(About this exercise) Set down all of the entries below exactly, and omit the pictures.

(Natural-language object grounding data)
____________

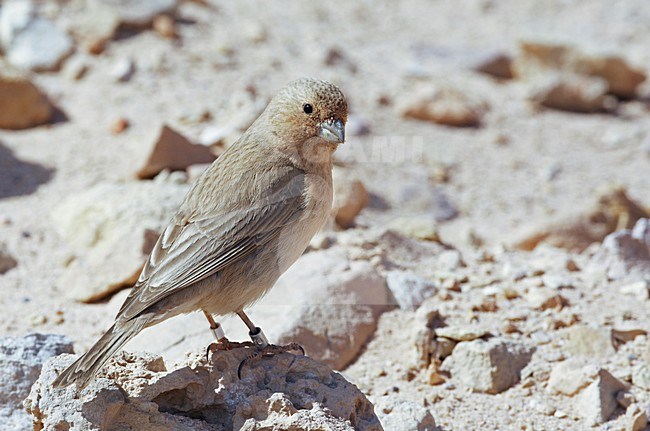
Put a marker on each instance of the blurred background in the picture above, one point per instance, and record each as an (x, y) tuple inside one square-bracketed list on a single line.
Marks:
[(505, 139)]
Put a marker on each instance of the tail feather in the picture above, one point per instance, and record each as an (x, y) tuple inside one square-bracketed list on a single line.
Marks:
[(86, 366)]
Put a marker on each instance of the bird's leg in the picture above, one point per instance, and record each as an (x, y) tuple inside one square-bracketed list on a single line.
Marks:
[(264, 349), (222, 342)]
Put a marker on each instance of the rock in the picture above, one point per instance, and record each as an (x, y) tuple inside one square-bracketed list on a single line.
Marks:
[(583, 340), (164, 26), (138, 392), (461, 333), (537, 59), (399, 414), (641, 376), (140, 13), (598, 401), (570, 376), (636, 418), (22, 104), (123, 70), (444, 105), (21, 359), (7, 262), (174, 152), (625, 254), (490, 366), (497, 64), (113, 228), (350, 197), (325, 302), (32, 42), (612, 210), (96, 26), (409, 289), (573, 93), (417, 227)]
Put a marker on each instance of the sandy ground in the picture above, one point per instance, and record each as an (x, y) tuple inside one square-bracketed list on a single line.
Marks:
[(498, 189)]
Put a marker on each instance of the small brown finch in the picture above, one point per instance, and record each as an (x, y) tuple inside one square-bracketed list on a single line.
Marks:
[(242, 224)]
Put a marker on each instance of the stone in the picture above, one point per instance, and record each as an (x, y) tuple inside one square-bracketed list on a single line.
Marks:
[(571, 376), (138, 392), (461, 333), (112, 228), (32, 42), (491, 366), (636, 418), (573, 93), (443, 105), (537, 58), (641, 376), (123, 70), (350, 197), (417, 227), (174, 152), (325, 302), (21, 359), (400, 414), (140, 13), (497, 64), (7, 261), (22, 104), (625, 254), (611, 210), (584, 340), (409, 289), (164, 25), (96, 26), (597, 402)]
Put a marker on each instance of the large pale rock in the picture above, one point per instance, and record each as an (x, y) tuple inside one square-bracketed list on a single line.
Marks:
[(112, 228), (443, 105), (174, 152), (350, 197), (573, 93), (625, 254), (325, 302), (543, 58), (570, 376), (21, 359), (29, 41), (598, 401), (409, 289), (281, 392), (584, 340), (399, 414), (490, 366), (22, 104)]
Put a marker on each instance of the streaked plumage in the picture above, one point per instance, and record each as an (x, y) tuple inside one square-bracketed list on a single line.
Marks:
[(243, 222)]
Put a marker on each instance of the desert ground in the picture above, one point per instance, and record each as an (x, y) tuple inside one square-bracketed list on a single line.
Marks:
[(487, 262)]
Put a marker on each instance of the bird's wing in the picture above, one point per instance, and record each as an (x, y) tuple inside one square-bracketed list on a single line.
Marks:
[(191, 249)]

____________

(Result for this task)
Put a marker on each instance of the blurred background in the picture above, one point per instance, and record each as an (x, y) tuple inside one square-bracketed list on a single line.
Marks:
[(505, 139)]
Put a marker on each instance of the tail feather in the picture above, one point per instance, and record each as an (x, y) tuple inside one square-bracketed list on a single line.
Marks:
[(86, 366)]
Put a marker on each instance of the bird's leg in the picture above, one point per instance, and record each as an (x, y) tuple inside one square-bracketed list on a single line.
Marks:
[(264, 349), (222, 342)]
Put a marker on each instance of the rock in the picture above, one point per instance, and record each as an (x, y) tuple inside one square-bracketed list on a single line.
Marks:
[(583, 340), (164, 26), (138, 392), (461, 333), (537, 59), (399, 414), (641, 376), (140, 13), (598, 401), (570, 376), (636, 418), (22, 104), (123, 70), (444, 105), (21, 359), (7, 262), (174, 152), (625, 254), (490, 366), (497, 64), (113, 228), (350, 197), (325, 302), (32, 42), (612, 210), (96, 26), (409, 289), (573, 93), (417, 227)]
Put a marker on each instance of the sandy ground in the picture above, one point per instance, and record each as an (x, y) tuple inside one square-bracketed list on a single line.
Marks:
[(498, 189)]
Put a marker on each instance of the small brown finch in the picture above, one point per instance, and record each as an (x, y) tuple inside one square-bracketed list on a single line.
Marks:
[(242, 224)]
Put a marker on each instance of the stone in the picture above, one point per instance, and record each as an (x, y) tuple inside one square-bracketed list on a single line.
Marks:
[(571, 376), (138, 392), (461, 333), (112, 228), (32, 42), (491, 366), (636, 418), (573, 93), (443, 105), (537, 58), (641, 376), (123, 70), (350, 197), (417, 227), (174, 152), (325, 302), (21, 359), (400, 414), (140, 13), (497, 64), (7, 261), (22, 104), (625, 254), (611, 210), (584, 340), (409, 289), (164, 25), (96, 26), (597, 402)]
Put a marker on each instance of the large pale rock in the picture above, one point per instance, and record each as an (x, y) tuple inside one square-bracketed list on a single line.
Marks:
[(112, 228), (443, 105), (174, 152), (350, 197), (573, 93), (625, 254), (325, 302), (543, 58), (570, 376), (21, 359), (29, 41), (598, 401), (409, 289), (281, 392), (584, 340), (399, 414), (490, 366), (22, 104)]
Put a marker on each instance of the streaked plumage in the picture above, one point per instance, and record each as an (x, y) tuple inside one square-bracketed list on a single line.
Marks:
[(243, 222)]
Put a marker on each instance of the desert ground in the picture above, one point per instance, and record each as an (x, y) tuple inside one square-bracketed list on a single line.
Marks:
[(487, 262)]
Put a marker on each instance of the bird's wing in the picture above, one point per instance, and record each as an (x, y) tuple inside one square-bracketed list on a single line.
Marks:
[(191, 249)]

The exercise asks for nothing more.